■ Task to carry out
Would you return the entries below word for word?

■ Data section
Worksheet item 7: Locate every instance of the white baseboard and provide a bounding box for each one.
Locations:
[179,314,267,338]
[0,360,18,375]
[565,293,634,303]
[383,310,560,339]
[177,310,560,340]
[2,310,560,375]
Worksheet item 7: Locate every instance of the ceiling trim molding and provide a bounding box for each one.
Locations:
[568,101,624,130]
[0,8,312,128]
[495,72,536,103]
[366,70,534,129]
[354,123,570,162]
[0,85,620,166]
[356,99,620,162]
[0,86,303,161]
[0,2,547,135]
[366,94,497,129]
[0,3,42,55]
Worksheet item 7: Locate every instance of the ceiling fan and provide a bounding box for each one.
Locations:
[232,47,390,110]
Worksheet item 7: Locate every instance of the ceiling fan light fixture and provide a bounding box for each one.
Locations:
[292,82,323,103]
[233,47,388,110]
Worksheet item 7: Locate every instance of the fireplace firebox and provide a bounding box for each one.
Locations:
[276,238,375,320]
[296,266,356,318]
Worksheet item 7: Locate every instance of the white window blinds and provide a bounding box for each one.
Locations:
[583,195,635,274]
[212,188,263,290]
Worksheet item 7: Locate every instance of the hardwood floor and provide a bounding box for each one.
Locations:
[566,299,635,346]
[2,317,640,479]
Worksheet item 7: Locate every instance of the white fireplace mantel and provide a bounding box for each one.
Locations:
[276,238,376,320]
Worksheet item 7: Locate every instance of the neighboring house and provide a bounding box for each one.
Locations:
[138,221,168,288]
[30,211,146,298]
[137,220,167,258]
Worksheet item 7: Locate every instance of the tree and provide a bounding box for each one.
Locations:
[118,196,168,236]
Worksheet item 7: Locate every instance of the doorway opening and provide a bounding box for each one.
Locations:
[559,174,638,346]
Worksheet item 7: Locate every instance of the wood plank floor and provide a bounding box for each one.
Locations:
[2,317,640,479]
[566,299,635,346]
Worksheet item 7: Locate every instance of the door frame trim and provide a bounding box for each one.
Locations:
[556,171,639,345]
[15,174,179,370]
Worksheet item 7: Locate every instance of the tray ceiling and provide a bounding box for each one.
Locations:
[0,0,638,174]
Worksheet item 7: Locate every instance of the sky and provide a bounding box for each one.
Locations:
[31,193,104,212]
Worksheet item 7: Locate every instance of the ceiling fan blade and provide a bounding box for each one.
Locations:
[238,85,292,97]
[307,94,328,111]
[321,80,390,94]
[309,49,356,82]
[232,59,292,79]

■ Completed task
Worksheet item 7: Locate every instance of the white baseboard and provide a bounding box for each one.
Locations:
[179,314,267,338]
[0,360,18,375]
[565,293,634,303]
[383,310,560,339]
[177,310,560,340]
[2,310,560,375]
Worksheet item 7: Locate every instance of the ceiling trim molding and provide a bounding box for each one.
Locations:
[568,101,624,130]
[0,8,312,128]
[495,72,536,103]
[366,70,534,129]
[354,123,570,162]
[0,85,620,166]
[356,99,620,162]
[0,86,303,161]
[0,2,547,135]
[366,94,497,129]
[0,3,42,55]
Worksheet item 7: Locate every instance of the ceiling fan and provide a bounding box for each one.
Locations:
[232,47,390,110]
Worksheet item 7: Locate every instance of the ceiling fan light fixture and provide a bounding box for each one.
Locations:
[292,82,323,103]
[233,47,388,110]
Worksheet item 7: Locate every instance of the fireplace firebox and provide a bounding box for each one.
Locations:
[276,238,375,320]
[296,266,356,318]
Worksheet item 7: Locate every instance of the white window blinds and provide a bounding box for each one.
Locations:
[583,195,635,274]
[212,188,263,290]
Worksheet item 7: Locate every instance of the hardwood floor and provide a bounding box for each one.
Locations:
[566,299,635,346]
[2,317,640,479]
Worksheet item 7: Locate every instance of the white fireplace mantel and provide a bounding box for each one.
Locations:
[276,238,376,320]
Worksheet item 7: Locate every instance of the neighboring house and provide a bounding box for each one.
Locations:
[138,221,168,288]
[30,211,146,298]
[137,220,167,258]
Worksheet item 7: Locate every instance of the tree and provide a bounding box for each one.
Locations:
[118,196,168,236]
Worksheet item 7: Locate every instance of the doorway opening and provide a bounding box for each one.
Locations:
[559,174,638,346]
Worksheet item 7: Locate every instance of the wood plank floor and provide a bounding box for each one.
Locations:
[2,317,640,479]
[566,299,635,346]
Worksheet item 7: Locate every instance of the door frame trim and provide a bounding box for each one.
Locations:
[556,171,639,345]
[15,174,179,370]
Worksheet item 7: Locate every instance of the tray ceiling and provide a bounding box for each one.
Locations:
[0,0,638,174]
Worksheet item 7: Locate every instance of the sky and provide a bounding box for each one.
Locations:
[31,193,104,212]
Worksheet item 7: Locate every instance of the ceiling fan blade and provide a bounding box for each one.
Locations:
[238,85,292,97]
[307,94,328,111]
[321,80,390,94]
[309,49,356,82]
[232,59,292,79]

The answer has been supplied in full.